• _What is required_:
Scan the records for the string "below" and copy every line that holds it.

++++ Material for this exercise ++++

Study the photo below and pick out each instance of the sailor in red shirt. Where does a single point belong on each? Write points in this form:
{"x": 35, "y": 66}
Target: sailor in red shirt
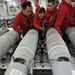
{"x": 36, "y": 3}
{"x": 51, "y": 13}
{"x": 64, "y": 16}
{"x": 22, "y": 20}
{"x": 39, "y": 19}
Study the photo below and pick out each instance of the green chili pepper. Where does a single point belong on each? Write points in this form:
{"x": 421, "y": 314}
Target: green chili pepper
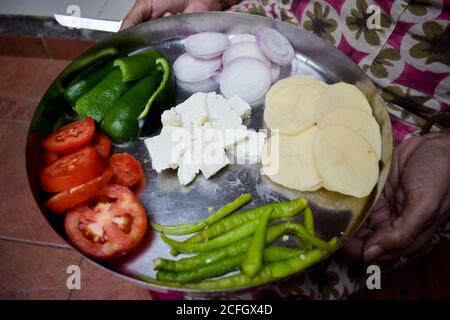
{"x": 197, "y": 226}
{"x": 221, "y": 241}
{"x": 203, "y": 272}
{"x": 270, "y": 272}
{"x": 87, "y": 80}
{"x": 226, "y": 265}
{"x": 121, "y": 123}
{"x": 137, "y": 66}
{"x": 280, "y": 210}
{"x": 163, "y": 94}
{"x": 97, "y": 102}
{"x": 277, "y": 253}
{"x": 253, "y": 261}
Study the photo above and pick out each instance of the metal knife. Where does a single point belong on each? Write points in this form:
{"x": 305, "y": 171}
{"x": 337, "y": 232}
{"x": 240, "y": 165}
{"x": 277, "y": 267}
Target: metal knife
{"x": 88, "y": 23}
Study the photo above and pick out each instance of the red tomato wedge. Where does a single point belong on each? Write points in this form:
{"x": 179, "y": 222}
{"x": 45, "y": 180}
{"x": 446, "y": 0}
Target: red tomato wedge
{"x": 72, "y": 170}
{"x": 79, "y": 194}
{"x": 127, "y": 170}
{"x": 50, "y": 156}
{"x": 102, "y": 144}
{"x": 111, "y": 228}
{"x": 71, "y": 137}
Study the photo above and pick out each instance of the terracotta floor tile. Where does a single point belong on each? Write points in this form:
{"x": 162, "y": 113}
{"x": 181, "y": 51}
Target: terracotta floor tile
{"x": 439, "y": 265}
{"x": 18, "y": 74}
{"x": 30, "y": 271}
{"x": 20, "y": 216}
{"x": 102, "y": 285}
{"x": 67, "y": 49}
{"x": 3, "y": 128}
{"x": 45, "y": 79}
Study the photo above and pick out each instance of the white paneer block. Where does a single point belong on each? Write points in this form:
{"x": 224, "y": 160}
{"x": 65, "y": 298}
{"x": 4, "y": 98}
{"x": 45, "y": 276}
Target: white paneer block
{"x": 249, "y": 150}
{"x": 241, "y": 107}
{"x": 189, "y": 167}
{"x": 167, "y": 149}
{"x": 193, "y": 110}
{"x": 171, "y": 118}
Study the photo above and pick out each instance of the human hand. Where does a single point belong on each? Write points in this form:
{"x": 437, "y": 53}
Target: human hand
{"x": 414, "y": 202}
{"x": 144, "y": 10}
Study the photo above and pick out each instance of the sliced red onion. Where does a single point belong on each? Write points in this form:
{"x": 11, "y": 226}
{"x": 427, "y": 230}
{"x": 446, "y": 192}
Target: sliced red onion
{"x": 206, "y": 45}
{"x": 216, "y": 76}
{"x": 274, "y": 72}
{"x": 190, "y": 69}
{"x": 243, "y": 37}
{"x": 243, "y": 49}
{"x": 275, "y": 46}
{"x": 248, "y": 78}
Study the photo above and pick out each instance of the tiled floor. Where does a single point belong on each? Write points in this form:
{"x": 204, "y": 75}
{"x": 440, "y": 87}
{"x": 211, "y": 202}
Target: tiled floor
{"x": 34, "y": 259}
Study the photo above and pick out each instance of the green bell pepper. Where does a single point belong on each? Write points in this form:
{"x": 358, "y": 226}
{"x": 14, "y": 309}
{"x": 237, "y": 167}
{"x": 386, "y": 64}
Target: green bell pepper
{"x": 121, "y": 123}
{"x": 97, "y": 102}
{"x": 87, "y": 79}
{"x": 138, "y": 66}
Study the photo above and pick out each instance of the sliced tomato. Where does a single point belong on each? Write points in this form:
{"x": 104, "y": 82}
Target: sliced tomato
{"x": 71, "y": 137}
{"x": 50, "y": 156}
{"x": 111, "y": 228}
{"x": 102, "y": 144}
{"x": 72, "y": 170}
{"x": 79, "y": 194}
{"x": 127, "y": 170}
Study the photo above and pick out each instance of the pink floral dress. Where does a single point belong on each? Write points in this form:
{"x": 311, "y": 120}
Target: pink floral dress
{"x": 408, "y": 58}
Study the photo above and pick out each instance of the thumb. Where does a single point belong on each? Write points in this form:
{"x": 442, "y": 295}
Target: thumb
{"x": 141, "y": 11}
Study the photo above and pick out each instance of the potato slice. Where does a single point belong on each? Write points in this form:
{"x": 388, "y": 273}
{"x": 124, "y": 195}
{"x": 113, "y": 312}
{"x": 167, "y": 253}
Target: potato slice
{"x": 291, "y": 109}
{"x": 364, "y": 124}
{"x": 292, "y": 164}
{"x": 345, "y": 161}
{"x": 341, "y": 95}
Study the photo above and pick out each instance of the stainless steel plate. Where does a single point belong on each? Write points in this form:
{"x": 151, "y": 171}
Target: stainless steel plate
{"x": 168, "y": 202}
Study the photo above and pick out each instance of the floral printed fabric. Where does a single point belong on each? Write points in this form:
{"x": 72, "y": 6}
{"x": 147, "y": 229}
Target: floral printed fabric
{"x": 408, "y": 58}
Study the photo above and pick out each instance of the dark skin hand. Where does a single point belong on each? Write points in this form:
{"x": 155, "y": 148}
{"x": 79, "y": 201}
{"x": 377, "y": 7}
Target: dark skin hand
{"x": 414, "y": 204}
{"x": 144, "y": 10}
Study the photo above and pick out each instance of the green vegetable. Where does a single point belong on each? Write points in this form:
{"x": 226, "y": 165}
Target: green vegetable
{"x": 270, "y": 272}
{"x": 121, "y": 122}
{"x": 276, "y": 253}
{"x": 280, "y": 210}
{"x": 273, "y": 233}
{"x": 308, "y": 221}
{"x": 253, "y": 261}
{"x": 206, "y": 271}
{"x": 137, "y": 66}
{"x": 221, "y": 241}
{"x": 213, "y": 218}
{"x": 87, "y": 79}
{"x": 164, "y": 93}
{"x": 97, "y": 102}
{"x": 224, "y": 266}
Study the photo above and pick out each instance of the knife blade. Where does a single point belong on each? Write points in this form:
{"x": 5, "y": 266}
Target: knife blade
{"x": 88, "y": 23}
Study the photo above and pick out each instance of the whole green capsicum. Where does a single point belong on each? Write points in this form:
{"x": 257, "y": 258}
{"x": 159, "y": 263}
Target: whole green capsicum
{"x": 138, "y": 66}
{"x": 121, "y": 123}
{"x": 97, "y": 102}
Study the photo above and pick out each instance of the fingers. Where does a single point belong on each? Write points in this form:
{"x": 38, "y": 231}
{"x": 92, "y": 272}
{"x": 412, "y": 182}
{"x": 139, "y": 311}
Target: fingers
{"x": 423, "y": 238}
{"x": 355, "y": 246}
{"x": 140, "y": 12}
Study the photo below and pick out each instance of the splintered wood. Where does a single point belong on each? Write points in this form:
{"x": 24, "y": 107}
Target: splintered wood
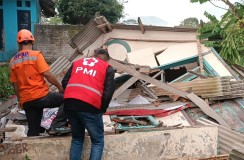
{"x": 214, "y": 88}
{"x": 194, "y": 98}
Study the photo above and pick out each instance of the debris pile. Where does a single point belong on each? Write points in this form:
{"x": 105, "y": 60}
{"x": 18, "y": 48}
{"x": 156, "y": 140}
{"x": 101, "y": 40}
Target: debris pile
{"x": 167, "y": 82}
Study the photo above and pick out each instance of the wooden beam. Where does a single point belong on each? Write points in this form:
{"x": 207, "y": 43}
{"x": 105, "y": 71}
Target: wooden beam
{"x": 126, "y": 85}
{"x": 238, "y": 71}
{"x": 198, "y": 74}
{"x": 200, "y": 56}
{"x": 146, "y": 78}
{"x": 206, "y": 109}
{"x": 194, "y": 98}
{"x": 8, "y": 129}
{"x": 141, "y": 25}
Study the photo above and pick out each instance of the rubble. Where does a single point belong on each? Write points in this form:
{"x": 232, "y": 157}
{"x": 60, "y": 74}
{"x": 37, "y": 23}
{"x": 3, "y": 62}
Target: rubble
{"x": 166, "y": 83}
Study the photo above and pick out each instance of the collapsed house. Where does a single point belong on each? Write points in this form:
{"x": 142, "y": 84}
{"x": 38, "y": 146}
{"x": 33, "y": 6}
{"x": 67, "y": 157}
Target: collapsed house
{"x": 175, "y": 98}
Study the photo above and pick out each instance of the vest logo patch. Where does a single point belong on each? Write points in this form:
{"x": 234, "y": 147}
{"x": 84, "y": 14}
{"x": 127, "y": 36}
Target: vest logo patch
{"x": 90, "y": 62}
{"x": 86, "y": 71}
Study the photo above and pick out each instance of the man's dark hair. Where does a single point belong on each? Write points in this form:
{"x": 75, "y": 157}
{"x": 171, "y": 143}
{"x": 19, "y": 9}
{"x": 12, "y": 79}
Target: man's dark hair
{"x": 102, "y": 51}
{"x": 26, "y": 42}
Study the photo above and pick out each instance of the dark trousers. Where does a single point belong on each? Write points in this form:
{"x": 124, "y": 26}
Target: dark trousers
{"x": 34, "y": 112}
{"x": 94, "y": 125}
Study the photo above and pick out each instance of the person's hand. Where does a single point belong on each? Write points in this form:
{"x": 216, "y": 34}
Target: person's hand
{"x": 61, "y": 90}
{"x": 20, "y": 105}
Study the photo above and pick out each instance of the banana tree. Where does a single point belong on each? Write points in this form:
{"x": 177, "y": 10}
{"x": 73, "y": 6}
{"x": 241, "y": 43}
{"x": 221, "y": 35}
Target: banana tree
{"x": 225, "y": 35}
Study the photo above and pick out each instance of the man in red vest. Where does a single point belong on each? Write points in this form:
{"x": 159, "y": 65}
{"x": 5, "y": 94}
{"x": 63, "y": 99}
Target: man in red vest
{"x": 89, "y": 86}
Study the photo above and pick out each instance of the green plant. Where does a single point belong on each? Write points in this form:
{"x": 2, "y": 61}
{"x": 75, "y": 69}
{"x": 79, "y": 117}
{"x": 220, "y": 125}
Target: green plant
{"x": 81, "y": 11}
{"x": 6, "y": 88}
{"x": 26, "y": 158}
{"x": 225, "y": 35}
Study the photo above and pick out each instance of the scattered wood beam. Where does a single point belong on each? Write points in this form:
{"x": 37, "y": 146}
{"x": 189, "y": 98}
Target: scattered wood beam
{"x": 8, "y": 129}
{"x": 198, "y": 74}
{"x": 146, "y": 78}
{"x": 200, "y": 56}
{"x": 194, "y": 98}
{"x": 126, "y": 85}
{"x": 206, "y": 109}
{"x": 238, "y": 71}
{"x": 141, "y": 25}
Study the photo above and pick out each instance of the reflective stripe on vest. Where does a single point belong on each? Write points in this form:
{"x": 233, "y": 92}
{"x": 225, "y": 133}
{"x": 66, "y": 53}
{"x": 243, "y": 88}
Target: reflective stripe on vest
{"x": 31, "y": 58}
{"x": 87, "y": 87}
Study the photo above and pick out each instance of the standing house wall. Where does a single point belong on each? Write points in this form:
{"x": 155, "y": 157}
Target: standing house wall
{"x": 197, "y": 142}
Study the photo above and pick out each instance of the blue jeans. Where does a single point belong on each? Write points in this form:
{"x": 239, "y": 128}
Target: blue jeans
{"x": 94, "y": 125}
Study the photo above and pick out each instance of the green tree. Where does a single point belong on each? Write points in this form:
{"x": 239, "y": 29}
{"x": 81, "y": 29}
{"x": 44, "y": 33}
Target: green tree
{"x": 190, "y": 22}
{"x": 81, "y": 11}
{"x": 227, "y": 34}
{"x": 6, "y": 88}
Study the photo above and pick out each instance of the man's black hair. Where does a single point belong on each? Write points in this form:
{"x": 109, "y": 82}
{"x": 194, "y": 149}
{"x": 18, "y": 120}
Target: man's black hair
{"x": 102, "y": 51}
{"x": 26, "y": 42}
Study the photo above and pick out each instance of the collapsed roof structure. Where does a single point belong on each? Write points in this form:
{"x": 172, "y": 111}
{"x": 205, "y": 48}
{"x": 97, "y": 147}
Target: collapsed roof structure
{"x": 167, "y": 82}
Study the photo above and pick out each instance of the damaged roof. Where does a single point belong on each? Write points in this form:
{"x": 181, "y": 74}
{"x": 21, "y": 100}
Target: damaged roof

++++

• _Exercise response_:
Study the photo below and pick out each instance of the sailor in red shirt. Where does a single point belong on each? Write points in this form:
Study the photo below and pick out each instance of the green chili pepper. Where does a single point belong on each? Write points in this form:
Study the photo below and pick out each instance of the splintered wood. Where does a single point belong on each? Write points in this form:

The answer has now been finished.